======== KUTIPAN TERPILIH

Orang-orang menyebutnya dengan ragam nama, seperti ‘Bal Teloe’, ‘Bal Tiga’, atau ‘Tiga Bola’. Kesuksesan itu membawa Nitisemito sebagai pionir industri rokok kretek pertama bumiputra. Itu pula yang menjadikannya dijuluki Raja Kretek (kretek kooning) oleh masyarakat Hindia Belanda.

Lewat kesuksesan Bal Tiga, Nitisemito mulai menerapkan manajemen modern dengan pemusatan produksi pada satu areal pabrik. Semula para buruh linting membawa pekerjaannya ke rumah masing-masing, menjadi mereka bekerja langsung di pabrik dengan melinting rokok dalam jam kerja tertentu, setiap harinya. Sebagai bentuk keseriusan, Nitisemito kemudian memperkerjakan akuntan kulit putih H.J Voren dan akuntan dari pemerintah kolonial Belanda bernama Poolman.

Perkembangan pesat itu, membuat rokok Bal Tiga malang-melintang di kota-kota besar di seluruh Nusantara. Wilayah jangkauan pemasaran meliputi Pulau Jawa, Sumatra, Sulawesi, Kalimantan, bahkan mampu mengekspor ke negeri Belanda. Sebagaimana yang diungkap J.A. Noertjahyo dalam buku 1000 Tahun Nusantara (2000), Cap Bal Tiga lalu secara resmi mulai digunakan tahun 1924-1925.

“Antara tahun 1930-1934 produksinya baru sekitar 2-3 juta batang/ hari. pada tahun 1938, produksinya melonjak tajam hingga mencapai 10 juta batang/ hari dengan buruh sekitar 10 ribu orang,” ungkap J.A. Noerjahyo.

Inovatif

Nitisemito selalu menemukan cara untuk membuat barang dagangannya diburu orang. Ia adalah seorang inovator. Bahkan bisa dibilang ia menjadi salah satu pelopor yang menerapkan strategi pemasaran kreatif di Nusantara. 

Nitisemito terhitung berani mencoba hal-hal baru. sampai-sampai, dirinya membentuk departemen pemasaran yang berjumlah 20 orang hanya untuk mengenalkan Bal Tiga ke seluruh Nusantara. Karena itu, Nitisemito melampau para pengusaha di zamannya, termasuk mereka kaum Eropa.

Beberapa di antaranya Nitisemito menggunakan teknik marketing menjual Bal Tiga dengan iming-iming hadiah, seperti jam dinding, gelas, arloji, piring cantik, hingga sepeda. Hadiah itulah yang membuat penjualan Nitisemito makin naik dan Bal Tiga mencapai puncak kejayaannya. Rekaman kesuksesan Bal Tiga sempat diungkap kembali oleh Ratih Kumala dalam novel sejarahnya berjudul Gadis Kretek (2012).

================
======== CUPLIKAN CATATAN

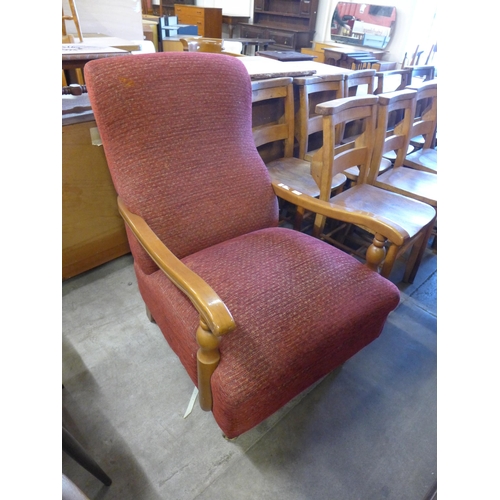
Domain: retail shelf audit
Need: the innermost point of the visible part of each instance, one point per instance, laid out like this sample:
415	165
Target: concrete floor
365	433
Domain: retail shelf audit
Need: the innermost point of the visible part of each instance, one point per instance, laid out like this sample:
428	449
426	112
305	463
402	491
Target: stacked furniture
290	23
207	19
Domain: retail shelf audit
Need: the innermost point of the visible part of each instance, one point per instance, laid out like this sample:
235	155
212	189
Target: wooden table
262	67
232	21
76	55
339	55
285	55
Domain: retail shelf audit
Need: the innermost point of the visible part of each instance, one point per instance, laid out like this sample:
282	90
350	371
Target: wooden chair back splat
273	132
409	222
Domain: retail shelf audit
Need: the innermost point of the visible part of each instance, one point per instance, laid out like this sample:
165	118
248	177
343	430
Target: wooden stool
74	17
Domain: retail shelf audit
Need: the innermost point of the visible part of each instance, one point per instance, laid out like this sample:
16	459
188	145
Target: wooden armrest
211	308
373	222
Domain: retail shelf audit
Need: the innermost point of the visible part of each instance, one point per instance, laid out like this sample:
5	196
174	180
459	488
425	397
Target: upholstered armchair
256	313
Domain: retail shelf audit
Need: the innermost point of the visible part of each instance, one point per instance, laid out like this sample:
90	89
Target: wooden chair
424	129
363	78
273	133
408	223
311	91
424	73
415	184
256	313
393	80
73	17
201	45
360	82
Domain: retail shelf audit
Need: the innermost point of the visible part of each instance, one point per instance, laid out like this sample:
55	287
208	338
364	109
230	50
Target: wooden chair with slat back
408	223
273	132
392	81
424	129
401	179
312	90
361	82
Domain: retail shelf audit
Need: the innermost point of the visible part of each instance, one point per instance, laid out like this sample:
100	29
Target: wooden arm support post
215	318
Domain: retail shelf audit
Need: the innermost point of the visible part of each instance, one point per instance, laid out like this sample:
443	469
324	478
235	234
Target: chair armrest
373	222
211	308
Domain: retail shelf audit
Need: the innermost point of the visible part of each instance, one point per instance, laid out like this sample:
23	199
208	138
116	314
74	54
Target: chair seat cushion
301	307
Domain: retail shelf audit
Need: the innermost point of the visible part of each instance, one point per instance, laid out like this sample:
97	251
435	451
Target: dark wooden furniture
233	21
291	23
255	42
208	19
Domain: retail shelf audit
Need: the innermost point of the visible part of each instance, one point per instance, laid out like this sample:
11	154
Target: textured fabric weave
301	307
182	145
176	129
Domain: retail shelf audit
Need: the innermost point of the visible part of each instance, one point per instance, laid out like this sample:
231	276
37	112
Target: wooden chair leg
75	450
390	258
416	255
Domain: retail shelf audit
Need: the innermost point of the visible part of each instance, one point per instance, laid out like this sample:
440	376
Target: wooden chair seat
352	173
407	222
400	211
416	184
296	173
422	159
276	126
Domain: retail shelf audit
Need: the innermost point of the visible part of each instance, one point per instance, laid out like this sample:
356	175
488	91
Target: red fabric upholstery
161	158
301	306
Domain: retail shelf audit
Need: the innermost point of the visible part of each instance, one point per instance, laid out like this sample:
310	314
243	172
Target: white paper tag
191	402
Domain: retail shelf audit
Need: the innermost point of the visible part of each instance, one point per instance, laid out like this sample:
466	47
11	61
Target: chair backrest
393	80
400	104
273	117
425	121
361	77
313	90
176	129
328	161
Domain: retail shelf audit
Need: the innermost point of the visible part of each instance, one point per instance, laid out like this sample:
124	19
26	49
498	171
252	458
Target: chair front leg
208	358
376	253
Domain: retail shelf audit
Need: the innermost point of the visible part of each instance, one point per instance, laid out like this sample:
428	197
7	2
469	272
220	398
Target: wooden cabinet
93	231
290	23
208	19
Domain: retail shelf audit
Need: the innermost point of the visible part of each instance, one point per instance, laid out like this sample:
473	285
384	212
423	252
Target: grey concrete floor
367	432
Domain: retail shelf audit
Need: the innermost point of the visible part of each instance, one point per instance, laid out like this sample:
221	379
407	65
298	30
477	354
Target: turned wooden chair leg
299	217
390	259
376	253
416	255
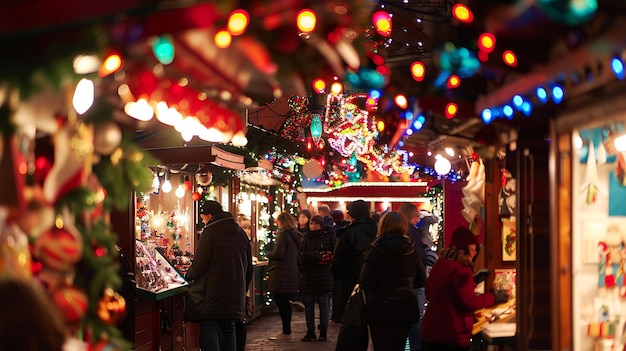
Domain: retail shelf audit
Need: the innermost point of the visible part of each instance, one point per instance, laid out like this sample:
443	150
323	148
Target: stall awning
370	191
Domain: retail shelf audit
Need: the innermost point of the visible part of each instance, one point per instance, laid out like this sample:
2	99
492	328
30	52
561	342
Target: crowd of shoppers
318	259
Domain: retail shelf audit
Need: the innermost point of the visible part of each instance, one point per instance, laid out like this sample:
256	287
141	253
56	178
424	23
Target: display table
496	325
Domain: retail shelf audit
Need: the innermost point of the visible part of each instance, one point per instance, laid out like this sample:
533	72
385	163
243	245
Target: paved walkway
269	325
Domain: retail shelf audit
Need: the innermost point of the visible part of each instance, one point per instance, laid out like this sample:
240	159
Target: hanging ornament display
300	117
71	303
58	249
204	177
111	307
316	127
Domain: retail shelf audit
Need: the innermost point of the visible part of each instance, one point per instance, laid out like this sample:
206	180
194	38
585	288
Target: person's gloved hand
481	276
501	296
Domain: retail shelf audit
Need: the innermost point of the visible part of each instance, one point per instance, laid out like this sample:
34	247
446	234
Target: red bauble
111	307
72	303
59	249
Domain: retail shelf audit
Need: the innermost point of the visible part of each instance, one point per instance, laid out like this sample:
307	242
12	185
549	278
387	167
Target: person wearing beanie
451	298
219	277
352	241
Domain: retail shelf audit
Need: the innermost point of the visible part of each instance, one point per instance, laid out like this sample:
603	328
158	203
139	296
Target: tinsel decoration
299	118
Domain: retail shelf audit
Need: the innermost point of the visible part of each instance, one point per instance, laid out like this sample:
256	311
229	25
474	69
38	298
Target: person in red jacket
448	322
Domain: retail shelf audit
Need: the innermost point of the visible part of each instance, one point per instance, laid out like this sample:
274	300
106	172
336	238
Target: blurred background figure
283	270
315	281
352	242
324	211
391	272
451	298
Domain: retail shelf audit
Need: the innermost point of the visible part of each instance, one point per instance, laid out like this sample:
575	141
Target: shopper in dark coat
412	215
449	321
283	270
391	272
352	242
315	282
220	274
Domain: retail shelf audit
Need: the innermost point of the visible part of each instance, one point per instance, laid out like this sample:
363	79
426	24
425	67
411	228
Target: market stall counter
159	313
496	325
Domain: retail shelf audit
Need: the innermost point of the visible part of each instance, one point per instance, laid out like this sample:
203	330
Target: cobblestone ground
269	325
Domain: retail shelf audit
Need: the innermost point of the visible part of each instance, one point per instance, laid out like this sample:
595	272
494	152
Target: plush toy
612	260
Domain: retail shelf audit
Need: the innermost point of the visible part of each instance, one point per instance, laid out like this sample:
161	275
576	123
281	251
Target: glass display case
156	277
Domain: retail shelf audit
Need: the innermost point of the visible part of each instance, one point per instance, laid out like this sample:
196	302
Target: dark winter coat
352	242
315	277
451	300
283	263
391	272
221	270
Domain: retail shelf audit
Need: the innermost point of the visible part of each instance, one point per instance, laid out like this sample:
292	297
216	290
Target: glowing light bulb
306	20
167	186
223	39
180	191
238	22
84	96
462	13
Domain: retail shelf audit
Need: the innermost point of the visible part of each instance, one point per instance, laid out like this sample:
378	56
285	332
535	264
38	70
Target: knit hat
462	237
359	208
211	207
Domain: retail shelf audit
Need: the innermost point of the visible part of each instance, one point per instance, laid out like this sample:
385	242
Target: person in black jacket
283	270
315	281
391	272
220	274
352	242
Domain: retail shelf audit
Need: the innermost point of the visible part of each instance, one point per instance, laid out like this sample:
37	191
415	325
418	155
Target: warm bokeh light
382	23
453	81
462	13
380	126
319	86
336	88
401	101
223	39
111	64
418	70
509	58
84	96
238	22
451	110
486	42
306	20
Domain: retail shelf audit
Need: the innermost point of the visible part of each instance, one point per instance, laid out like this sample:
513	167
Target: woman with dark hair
451	299
283	270
391	272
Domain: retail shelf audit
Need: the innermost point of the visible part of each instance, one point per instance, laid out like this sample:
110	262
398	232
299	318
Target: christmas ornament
59	249
37	218
106	138
71	302
66	173
195	196
312	169
111	307
204	177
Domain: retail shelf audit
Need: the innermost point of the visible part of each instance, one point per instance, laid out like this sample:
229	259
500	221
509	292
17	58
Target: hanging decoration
299	118
316	127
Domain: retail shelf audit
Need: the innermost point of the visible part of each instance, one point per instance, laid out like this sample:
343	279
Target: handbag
354	332
191	312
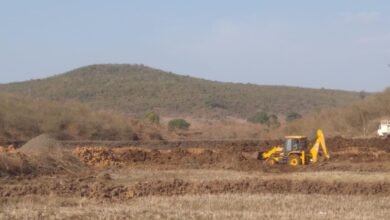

================

Salin ulang bagian teks tentang Nitisemito dari "Beberapa di antaranya" sampai "Gadis Kretek (2012)." tanpa mengubah satu kata pun. Materi ini diambil dari sumber yang berbeda.

Beberapa di antaranya Nitisemito menggunakan teknik marketing menjual Bal Tiga dengan iming-iming hadiah, seperti jam dinding, gelas, arloji, piring cantik, hingga sepeda. Hadiah itulah yang membuat penjualan Nitisemito makin naik dan Bal Tiga mencapai puncak kejayaannya. Rekaman kesuksesan Bal Tiga sempat diungkap kembali oleh Ratih Kumala dalam novel sejarahnya berjudul Gadis Kretek (2012).